▶ [Verilen Metin]
______
'Cumhuriyet' Bir Üniversitedir

30 Mayıs 2013 Perşembe

Sen gideceksin, o gidecek. Ben gideceğim, bir başkası gelecek...
Dünya dönüyor, yıllar geçiyor.
Farkında olmadan ya da farkında olsak da!
İlhan Selçuk, “Cumhuriyet gazetesinin tarihini yazacağım” derdi hep... Tarihini mi, serüvenini mi, yaşamını mı, insanlarını mı!.. Belki hepsini.
Yazamadı, vakit bulamadı. Bırakmadılar ya da... Elini kolunu bağladılar. Hep bir şeyler engelledi. Daha önemli olaylar. Gazete için önemli çabalar...
Ben yarım yüzyıldır Cumhuriyet’in içindeyim. Daha önce de okur olarak yanındaydım. Neler gördüm, neler yaşadım! Oturup yazmaya kalksam koca kitap olur, belki birkaç cilt... Ama bunca yaştan sonra olası mı? Belki bir gün daha genç bir arkadaşımız bunu yapar.
______
▶ [Görevleriniz]
- a) Cumhuriyet gazetesi üzerine yazıdaki “Ben yarım yüzyıldır Cumhuriyet’in içindeyim.” cümlesini İngilizceye çevirin.
- b) Cumhuriyet gazetesi üzerine yazıyı kaldığı yerden sürdürün.
Aşağıdaki satırların metinle bir ilgisi yoktur.

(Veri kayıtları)
______
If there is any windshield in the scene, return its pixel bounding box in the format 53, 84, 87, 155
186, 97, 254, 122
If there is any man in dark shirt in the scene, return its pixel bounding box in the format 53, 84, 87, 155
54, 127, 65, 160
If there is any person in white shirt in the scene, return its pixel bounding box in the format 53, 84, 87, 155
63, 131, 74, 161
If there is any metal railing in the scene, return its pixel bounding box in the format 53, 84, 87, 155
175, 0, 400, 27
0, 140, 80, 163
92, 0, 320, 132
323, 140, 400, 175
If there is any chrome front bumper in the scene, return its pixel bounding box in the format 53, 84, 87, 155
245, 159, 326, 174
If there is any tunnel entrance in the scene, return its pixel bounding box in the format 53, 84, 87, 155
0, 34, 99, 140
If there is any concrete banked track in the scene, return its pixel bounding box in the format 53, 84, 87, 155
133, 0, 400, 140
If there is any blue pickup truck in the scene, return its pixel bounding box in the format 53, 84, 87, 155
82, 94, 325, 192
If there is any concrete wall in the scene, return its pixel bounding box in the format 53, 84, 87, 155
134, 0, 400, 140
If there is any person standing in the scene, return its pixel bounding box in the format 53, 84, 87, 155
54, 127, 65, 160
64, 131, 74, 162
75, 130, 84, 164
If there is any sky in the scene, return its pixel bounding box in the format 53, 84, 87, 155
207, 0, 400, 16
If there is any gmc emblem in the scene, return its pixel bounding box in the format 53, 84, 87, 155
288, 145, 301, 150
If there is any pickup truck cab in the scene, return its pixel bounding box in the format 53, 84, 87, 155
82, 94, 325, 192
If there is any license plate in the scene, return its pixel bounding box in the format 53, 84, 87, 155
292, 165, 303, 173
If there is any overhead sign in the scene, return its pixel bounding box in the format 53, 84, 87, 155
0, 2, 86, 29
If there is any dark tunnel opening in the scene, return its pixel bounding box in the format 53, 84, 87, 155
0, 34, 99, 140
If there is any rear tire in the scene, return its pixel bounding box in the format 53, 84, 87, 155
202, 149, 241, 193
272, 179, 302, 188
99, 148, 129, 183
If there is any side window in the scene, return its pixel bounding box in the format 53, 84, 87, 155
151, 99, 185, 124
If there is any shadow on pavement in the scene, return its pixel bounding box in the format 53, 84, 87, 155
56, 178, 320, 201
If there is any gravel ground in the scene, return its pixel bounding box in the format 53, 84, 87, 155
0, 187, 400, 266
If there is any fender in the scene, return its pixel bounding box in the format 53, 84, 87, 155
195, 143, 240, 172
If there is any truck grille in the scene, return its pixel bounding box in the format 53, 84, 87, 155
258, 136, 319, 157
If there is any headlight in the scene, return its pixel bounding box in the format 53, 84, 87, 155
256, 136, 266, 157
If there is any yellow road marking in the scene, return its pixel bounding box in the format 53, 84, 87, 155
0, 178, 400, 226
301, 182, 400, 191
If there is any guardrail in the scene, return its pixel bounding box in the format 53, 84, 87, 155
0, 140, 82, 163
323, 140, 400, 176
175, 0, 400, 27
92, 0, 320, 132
______
▶ [Cevap Anahtarı]
- a) I have been part of Cumhuriyet for half a century.

- b)
Bir aile gazetesi
“Cumhuriyet”. Yunus Nadi’nin çocukları, Nadir Nadi, Doğan Nadi ve iki kız kardeşleri... Ama hep aynı çizgideler miydi? Zaman zaman kopmadılar mı? Şu yüzden bu yüzden... Nadir Bey gazetesinden ayrılmak zorunda kalmadı mı? Milletvekilliği, senatörlük... Ama gazetenin havasını değiştirmek isteyen yakınlarının etkisiyle zaman zaman üzüntülü anlar, yıllar...
12 Mart 71’de örneğin... Tam bir yıl gazete bambaşka bir çizgideydi. Bizler dışlanmıştık. İlhan tutukluydu, ünlü köşkte konuktu. Nadir Bey Yeniköy’deki evin balkonunda yakınlarıyla beraberdi zaman zaman. Ben de Yeniköy’de bekliyordum bir gün gazeteye dönmeyi... Bir yıl sürdü ayrılık. Bu arada gazetenin satışı düşmüştü. Okurlarımız bırakmıştı. Derken, Nadir Bey’le birlikte gazeteye dönüldü. Gazete eski satışına kavuştu, hatta arttı bile...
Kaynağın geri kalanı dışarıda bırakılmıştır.